> [AUFGABENSTELLUNG] Gib aus dem Text über zu Guttenberg und den Afghanistaneinsatz den Abschnitt wortgetreu aus, der mit „Zu Guttenberg nutzte“ beginnt und sich bis einschließlich „sowieso ziemlich weltfremd.“ fortsetzt.

> [UNTERSUCHTER TEXT]
Zu Guttenberg nutzte jedenfalls die Gunst der Stunde um die deutsche Öffentlichkeit auf eine härtere Gangart am Hindukusch einzustimmen. Der Vorwurf, die Regierung habe die Öffentlichkeit über die wahren Ziele des Angriffs von Kunduz getäuscht, kann zu Guttenberg mit dem banalen Hinweis entschärfen, dass auch die Opposition schließlich das Selbe tue. Die Interessen der Rüstungsindustrie vor Ort, die geopolitischen Interessen der USA und Indien in der Region, blieben schon gewohnheitsmäßig außen vor. Die Rechtfertigung, man kämpfe auf Seiten der „legitimen Regierung“ Afghanistans und ausschließlich zu Gunsten der Zivilbevölkerung, wirkt in der Marionettenlandschaft der afghanischen Politik und im Licht des gesunden Menschenverstandes sowieso ziemlich weltfremd.

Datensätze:

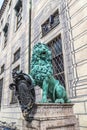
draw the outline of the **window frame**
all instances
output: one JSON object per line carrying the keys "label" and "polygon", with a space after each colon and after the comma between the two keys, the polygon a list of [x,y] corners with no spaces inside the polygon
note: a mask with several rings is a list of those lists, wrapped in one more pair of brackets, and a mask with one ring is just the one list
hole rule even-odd
{"label": "window frame", "polygon": [[[55,41],[56,39],[61,39],[61,53],[59,53],[59,54],[57,54],[57,55],[55,55],[55,54],[53,54],[54,52],[53,52],[53,50],[51,49],[51,47],[52,47],[52,44],[55,44],[55,43],[52,43],[53,41]],[[59,43],[58,43],[59,44]],[[65,80],[65,68],[64,68],[64,56],[63,56],[63,49],[62,49],[62,37],[61,37],[61,34],[59,34],[58,36],[56,36],[55,38],[53,38],[50,42],[48,42],[47,43],[47,45],[48,45],[48,47],[51,49],[51,51],[53,52],[52,53],[52,65],[53,65],[53,75],[54,75],[54,77],[56,77],[59,81],[60,81],[60,83],[66,88],[66,80]],[[62,61],[61,63],[62,63],[62,69],[61,69],[61,71],[60,72],[58,72],[59,70],[59,67],[58,66],[60,66],[60,64],[58,64],[57,66],[56,66],[56,63],[58,63],[58,58]],[[55,62],[55,65],[54,65],[54,63],[53,63],[53,60],[54,59],[56,59],[56,62]],[[61,67],[61,66],[60,66]],[[60,76],[60,77],[58,77],[58,76]],[[63,77],[63,81],[61,81],[60,79]]]}
{"label": "window frame", "polygon": [[17,1],[14,9],[15,9],[15,13],[16,13],[16,31],[17,31],[22,24],[21,21],[22,21],[23,7],[22,7],[22,1],[21,0]]}
{"label": "window frame", "polygon": [[21,53],[21,48],[18,48],[17,51],[14,53],[13,63],[15,63],[20,59],[20,53]]}
{"label": "window frame", "polygon": [[[56,20],[57,18],[57,20]],[[53,19],[53,22],[51,21]],[[57,22],[55,22],[57,21]],[[60,24],[59,20],[59,10],[57,9],[53,14],[49,16],[49,18],[41,25],[42,37],[46,36],[52,29],[54,29],[57,25]],[[44,32],[44,29],[47,29]]]}

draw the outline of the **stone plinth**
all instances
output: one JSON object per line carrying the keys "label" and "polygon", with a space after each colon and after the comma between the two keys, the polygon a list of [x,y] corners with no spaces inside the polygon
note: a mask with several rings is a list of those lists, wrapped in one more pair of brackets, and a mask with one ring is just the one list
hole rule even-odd
{"label": "stone plinth", "polygon": [[36,104],[31,123],[24,121],[27,130],[79,130],[73,104]]}

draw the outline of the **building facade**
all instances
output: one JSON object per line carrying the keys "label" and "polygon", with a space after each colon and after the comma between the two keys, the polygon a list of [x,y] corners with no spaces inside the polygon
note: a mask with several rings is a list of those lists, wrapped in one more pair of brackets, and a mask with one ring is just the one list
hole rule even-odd
{"label": "building facade", "polygon": [[[31,2],[31,24],[28,0],[5,0],[0,11],[1,120],[8,122],[15,120],[22,129],[23,117],[14,92],[9,90],[11,72],[20,69],[28,73],[29,50],[32,55],[34,44],[44,42],[52,50],[54,76],[66,88],[69,98],[75,104],[74,112],[79,119],[80,130],[86,130],[86,0]],[[41,99],[39,87],[36,87],[36,94],[36,100],[39,101]]]}

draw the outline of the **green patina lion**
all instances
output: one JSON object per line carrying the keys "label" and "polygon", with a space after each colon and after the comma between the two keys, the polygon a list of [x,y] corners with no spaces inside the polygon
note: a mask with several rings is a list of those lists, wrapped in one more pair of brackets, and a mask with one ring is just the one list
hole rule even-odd
{"label": "green patina lion", "polygon": [[53,77],[52,54],[46,44],[38,43],[33,48],[30,75],[35,86],[42,88],[42,103],[69,103],[65,88]]}

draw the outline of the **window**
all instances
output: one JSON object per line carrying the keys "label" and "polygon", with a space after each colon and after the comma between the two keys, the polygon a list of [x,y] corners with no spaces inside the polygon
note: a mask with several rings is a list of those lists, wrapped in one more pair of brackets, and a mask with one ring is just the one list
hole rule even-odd
{"label": "window", "polygon": [[1,20],[1,25],[3,25],[3,19]]}
{"label": "window", "polygon": [[18,65],[16,68],[13,69],[14,72],[19,71],[20,70],[20,65]]}
{"label": "window", "polygon": [[12,0],[10,0],[10,3],[9,3],[9,9],[10,9],[10,7],[11,7],[11,4],[12,4]]}
{"label": "window", "polygon": [[59,24],[59,11],[55,11],[54,14],[46,20],[46,22],[41,26],[42,36],[45,36],[49,31]]}
{"label": "window", "polygon": [[15,6],[15,11],[16,11],[16,30],[18,30],[22,21],[22,1],[21,0],[18,0]]}
{"label": "window", "polygon": [[14,62],[20,58],[20,48],[14,53]]}
{"label": "window", "polygon": [[4,32],[4,47],[7,45],[7,40],[8,40],[8,27],[9,27],[9,23],[5,24],[5,27],[3,29]]}
{"label": "window", "polygon": [[1,108],[1,100],[2,100],[2,88],[3,88],[3,79],[0,79],[0,108]]}
{"label": "window", "polygon": [[[17,67],[15,67],[13,69],[14,72],[19,71],[19,70],[20,70],[20,65],[18,65]],[[15,104],[15,103],[17,103],[17,97],[15,96],[15,90],[12,90],[12,96],[11,96],[10,104]]]}
{"label": "window", "polygon": [[5,64],[3,64],[3,65],[1,66],[1,74],[4,72],[4,70],[5,70]]}
{"label": "window", "polygon": [[1,43],[1,32],[0,32],[0,43]]}
{"label": "window", "polygon": [[65,76],[64,76],[64,63],[63,63],[63,52],[62,52],[62,40],[61,35],[54,38],[48,43],[52,51],[52,63],[54,77],[60,81],[60,83],[65,87]]}

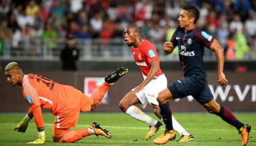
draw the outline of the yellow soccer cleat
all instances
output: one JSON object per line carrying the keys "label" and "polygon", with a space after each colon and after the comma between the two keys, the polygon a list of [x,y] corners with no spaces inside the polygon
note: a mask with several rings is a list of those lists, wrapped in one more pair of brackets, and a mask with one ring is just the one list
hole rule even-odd
{"label": "yellow soccer cleat", "polygon": [[157,121],[157,123],[154,126],[149,127],[149,131],[146,134],[145,137],[145,140],[148,141],[153,137],[155,133],[162,127],[162,124],[159,121]]}
{"label": "yellow soccer cleat", "polygon": [[39,138],[37,140],[32,141],[32,142],[29,142],[27,144],[42,144],[45,143],[45,136],[39,136]]}
{"label": "yellow soccer cleat", "polygon": [[242,146],[246,146],[249,142],[249,134],[252,128],[250,124],[246,123],[243,126],[239,131],[241,136],[242,137]]}
{"label": "yellow soccer cleat", "polygon": [[153,142],[156,144],[165,144],[169,141],[173,141],[175,139],[175,133],[173,130],[165,131],[165,132],[154,139]]}
{"label": "yellow soccer cleat", "polygon": [[95,134],[97,136],[101,135],[108,138],[111,138],[113,136],[112,133],[111,133],[108,130],[102,129],[100,127],[100,125],[96,122],[93,122],[90,127],[90,128],[94,130]]}
{"label": "yellow soccer cleat", "polygon": [[176,142],[188,142],[194,141],[194,137],[192,135],[182,135],[181,137],[176,140]]}

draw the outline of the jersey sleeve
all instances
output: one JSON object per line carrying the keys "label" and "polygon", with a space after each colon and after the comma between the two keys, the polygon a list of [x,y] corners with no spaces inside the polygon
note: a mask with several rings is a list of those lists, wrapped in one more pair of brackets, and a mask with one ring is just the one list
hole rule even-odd
{"label": "jersey sleeve", "polygon": [[36,88],[31,85],[28,78],[24,80],[24,82],[23,86],[25,101],[32,108],[40,106],[39,97]]}
{"label": "jersey sleeve", "polygon": [[153,44],[147,43],[143,53],[146,54],[149,63],[159,60],[157,52],[156,51],[156,47]]}
{"label": "jersey sleeve", "polygon": [[34,115],[34,119],[35,120],[37,127],[44,127],[43,115],[42,114],[41,106],[37,106],[32,109]]}
{"label": "jersey sleeve", "polygon": [[170,41],[173,45],[173,48],[175,48],[175,47],[177,46],[178,45],[178,41],[177,41],[177,40],[176,40],[176,36],[177,35],[177,30],[178,30],[178,28],[175,30],[175,32],[173,33],[173,35],[171,36],[171,40],[170,40]]}
{"label": "jersey sleeve", "polygon": [[214,38],[211,35],[208,34],[205,31],[201,31],[200,29],[195,30],[194,37],[197,41],[203,44],[208,48],[209,48],[211,44],[214,40]]}

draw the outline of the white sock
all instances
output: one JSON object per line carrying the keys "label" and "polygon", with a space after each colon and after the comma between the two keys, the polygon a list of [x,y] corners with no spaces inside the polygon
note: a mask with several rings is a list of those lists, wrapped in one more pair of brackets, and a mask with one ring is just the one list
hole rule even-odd
{"label": "white sock", "polygon": [[89,132],[91,133],[91,134],[94,134],[95,131],[93,130],[93,129],[91,129],[90,128],[88,128]]}
{"label": "white sock", "polygon": [[157,120],[148,116],[134,105],[129,107],[126,113],[137,120],[147,123],[149,126],[156,125],[157,123]]}
{"label": "white sock", "polygon": [[180,136],[190,134],[186,131],[186,130],[177,122],[177,120],[176,120],[173,115],[171,115],[171,119],[173,121],[173,130],[178,132]]}

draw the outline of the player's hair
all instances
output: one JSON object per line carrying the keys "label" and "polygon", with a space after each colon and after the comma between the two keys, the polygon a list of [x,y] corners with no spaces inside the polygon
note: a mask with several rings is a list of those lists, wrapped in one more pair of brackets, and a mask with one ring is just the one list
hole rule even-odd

> [ERLEDIGTE AUFGABE]
Zu Guttenberg nutzte jedenfalls die Gunst der Stunde um die deutsche Öffentlichkeit auf eine härtere Gangart am Hindukusch einzustimmen. Der Vorwurf, die Regierung habe die Öffentlichkeit über die wahren Ziele des Angriffs von Kunduz getäuscht, kann zu Guttenberg mit dem banalen Hinweis entschärfen, dass auch die Opposition schließlich das Selbe tue. Die Interessen der Rüstungsindustrie vor Ort, die geopolitischen Interessen der USA und Indien in der Region, blieben schon gewohnheitsmäßig außen vor. Die Rechtfertigung, man kämpfe auf Seiten der „legitimen Regierung“ Afghanistans und ausschließlich zu Gunsten der Zivilbevölkerung, wirkt in der Marionettenlandschaft der afghanischen Politik und im Licht des gesunden Menschenverstandes sowieso ziemlich weltfremd.